## What you should do
Count the lines in the items below that contain the word "water". Reply with the number alone.

════

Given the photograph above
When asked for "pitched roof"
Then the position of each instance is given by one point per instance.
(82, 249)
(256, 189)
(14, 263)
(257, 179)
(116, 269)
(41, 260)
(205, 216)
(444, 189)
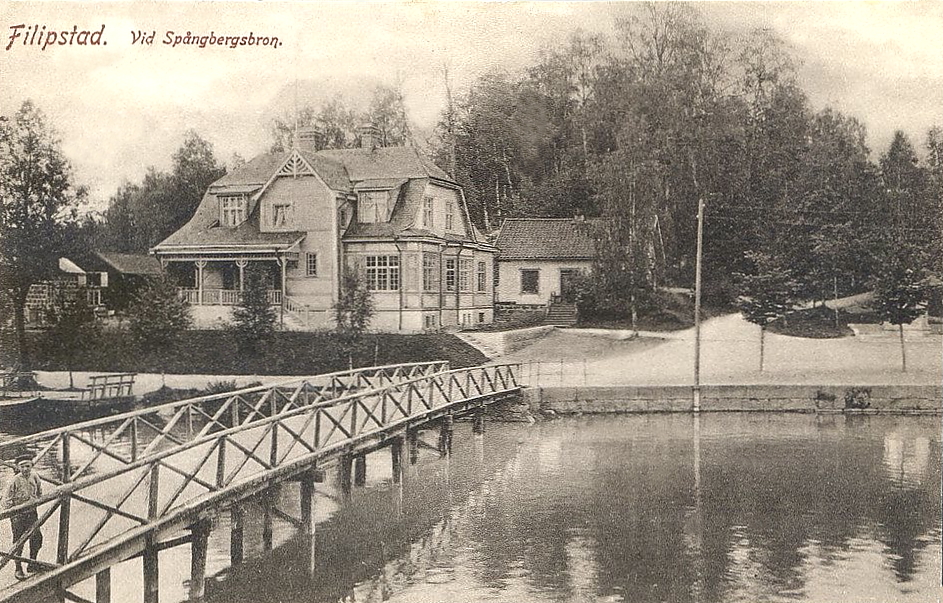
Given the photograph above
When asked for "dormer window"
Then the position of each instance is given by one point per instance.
(232, 210)
(449, 216)
(373, 206)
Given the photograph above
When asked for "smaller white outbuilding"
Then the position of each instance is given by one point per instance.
(538, 258)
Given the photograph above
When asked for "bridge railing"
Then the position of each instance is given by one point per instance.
(68, 453)
(98, 510)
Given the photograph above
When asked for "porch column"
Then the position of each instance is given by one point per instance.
(241, 265)
(200, 265)
(283, 263)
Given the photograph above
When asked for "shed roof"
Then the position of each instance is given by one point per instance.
(546, 239)
(130, 263)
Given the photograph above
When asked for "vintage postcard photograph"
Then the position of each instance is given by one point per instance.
(433, 302)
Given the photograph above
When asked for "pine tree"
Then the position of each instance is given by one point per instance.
(253, 317)
(352, 312)
(158, 317)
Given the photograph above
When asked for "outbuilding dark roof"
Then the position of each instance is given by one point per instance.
(129, 263)
(546, 239)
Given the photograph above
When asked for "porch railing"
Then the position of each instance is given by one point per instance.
(223, 297)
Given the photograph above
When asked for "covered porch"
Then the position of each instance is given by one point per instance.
(215, 275)
(221, 282)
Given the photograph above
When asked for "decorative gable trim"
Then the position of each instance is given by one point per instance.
(295, 165)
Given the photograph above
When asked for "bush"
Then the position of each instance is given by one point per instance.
(221, 387)
(858, 397)
(253, 317)
(158, 316)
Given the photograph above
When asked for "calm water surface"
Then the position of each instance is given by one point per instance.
(725, 507)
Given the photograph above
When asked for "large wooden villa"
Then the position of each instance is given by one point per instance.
(307, 214)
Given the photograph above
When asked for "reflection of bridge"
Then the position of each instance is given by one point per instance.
(141, 482)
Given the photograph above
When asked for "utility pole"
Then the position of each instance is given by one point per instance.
(697, 306)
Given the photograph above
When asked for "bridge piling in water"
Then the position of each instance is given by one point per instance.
(268, 502)
(237, 535)
(307, 518)
(396, 458)
(151, 570)
(478, 423)
(200, 533)
(412, 437)
(345, 473)
(103, 586)
(360, 469)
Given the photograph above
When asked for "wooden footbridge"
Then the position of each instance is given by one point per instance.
(141, 482)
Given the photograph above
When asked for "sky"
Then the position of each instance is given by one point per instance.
(121, 106)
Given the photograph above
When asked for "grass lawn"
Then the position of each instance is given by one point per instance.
(675, 313)
(819, 322)
(215, 352)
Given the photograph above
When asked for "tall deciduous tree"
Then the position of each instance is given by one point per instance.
(141, 215)
(37, 203)
(75, 327)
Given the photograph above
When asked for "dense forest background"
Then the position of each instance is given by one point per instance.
(638, 129)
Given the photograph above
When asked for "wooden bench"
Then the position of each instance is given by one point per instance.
(106, 387)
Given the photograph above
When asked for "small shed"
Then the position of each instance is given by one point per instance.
(125, 273)
(539, 258)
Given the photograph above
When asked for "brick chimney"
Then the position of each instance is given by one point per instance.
(369, 136)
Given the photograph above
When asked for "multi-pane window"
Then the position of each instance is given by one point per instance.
(232, 210)
(450, 274)
(373, 206)
(280, 214)
(530, 279)
(464, 274)
(430, 272)
(427, 212)
(449, 215)
(382, 272)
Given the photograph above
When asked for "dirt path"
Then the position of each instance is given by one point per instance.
(730, 355)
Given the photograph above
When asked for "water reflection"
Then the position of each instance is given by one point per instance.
(733, 507)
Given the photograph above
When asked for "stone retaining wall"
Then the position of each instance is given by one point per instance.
(780, 398)
(515, 340)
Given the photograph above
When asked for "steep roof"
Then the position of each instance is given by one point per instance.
(384, 162)
(545, 239)
(260, 169)
(203, 230)
(403, 170)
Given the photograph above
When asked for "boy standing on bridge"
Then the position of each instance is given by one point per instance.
(24, 488)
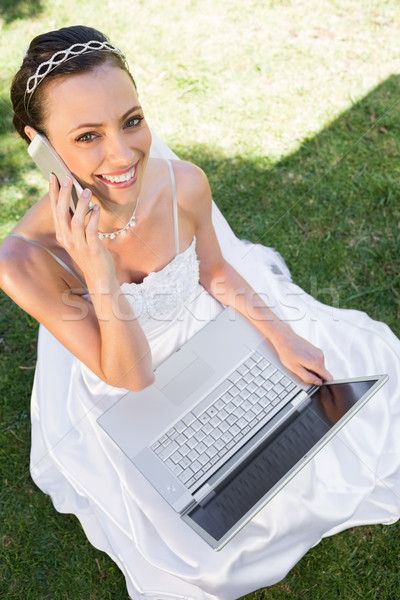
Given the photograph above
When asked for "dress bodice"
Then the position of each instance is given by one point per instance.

════

## Output for this task
3